__YOUR OBJECTIVE__
Repeat the listing below word for word, leaving out the pictures.

__GIVEN RECORDS__
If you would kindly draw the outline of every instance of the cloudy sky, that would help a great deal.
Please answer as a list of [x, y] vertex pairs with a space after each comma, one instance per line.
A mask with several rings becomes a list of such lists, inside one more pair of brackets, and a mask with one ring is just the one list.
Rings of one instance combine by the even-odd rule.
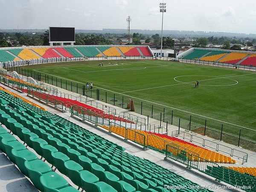
[[[162, 0], [0, 0], [0, 29], [160, 30]], [[165, 0], [164, 30], [256, 34], [255, 0]]]

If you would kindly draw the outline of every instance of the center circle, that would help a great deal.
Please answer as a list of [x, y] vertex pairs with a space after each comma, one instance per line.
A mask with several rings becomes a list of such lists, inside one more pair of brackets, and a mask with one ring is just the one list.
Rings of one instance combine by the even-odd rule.
[[[182, 79], [180, 80], [180, 79]], [[237, 81], [229, 79], [228, 77], [220, 77], [211, 76], [180, 76], [175, 77], [174, 79], [180, 83], [193, 85], [195, 84], [195, 81], [198, 81], [200, 85], [204, 86], [230, 86], [238, 83]], [[223, 79], [227, 81], [224, 81]], [[184, 81], [184, 80], [187, 81]], [[214, 83], [214, 81], [215, 82], [215, 83]], [[230, 81], [229, 83], [229, 81]]]

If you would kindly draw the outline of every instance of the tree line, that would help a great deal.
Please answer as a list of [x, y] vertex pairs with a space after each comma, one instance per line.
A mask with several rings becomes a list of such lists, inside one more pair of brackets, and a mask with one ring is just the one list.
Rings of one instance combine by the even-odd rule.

__RIGHT ANSWER__
If you would kindly draw the outline of every instance of the cloudy sky, that would help a great deal.
Please answer as a list of [x, y] vertex pairs with a space after each comma, one instance per line.
A mask with several rings becomes a list of such lists, inside one more pair of brackets, and a mask with one ring is just the one list.
Rings of one instance combine by the even-odd rule.
[[[162, 0], [0, 0], [0, 29], [160, 30]], [[165, 0], [164, 30], [256, 34], [255, 0]]]

If you would kindly draw the outline of every instance of the center circle, that would help a great deal.
Please answer as a list of [x, y] vertex pairs with a space after each comma, one instance per line.
A mask with several rings becomes a list of such lists, inside one more pair of brackets, and a mask with one ring is just the one list.
Rings of one instance combine by the even-odd rule.
[[[182, 79], [180, 80], [180, 79]], [[237, 81], [229, 79], [228, 77], [220, 77], [211, 76], [180, 76], [175, 77], [174, 79], [180, 83], [193, 85], [195, 84], [195, 81], [198, 81], [200, 85], [204, 86], [230, 86], [238, 83]], [[223, 79], [227, 81], [224, 81]], [[184, 81], [184, 80], [187, 81]], [[214, 83], [214, 81], [215, 82], [215, 83]], [[230, 81], [229, 83], [229, 81]]]

If you would kindly draw the outline of every instance of the tree line, that would help a great deal.
Please answer as a list of [x, y] vertex pairs with a space after each comma, one instance per line.
A mask with several rings becomes a list of such lists, inside one more pair of brackets, and a mask with one ring is just the one list.
Rings of one instance combine by the even-odd rule.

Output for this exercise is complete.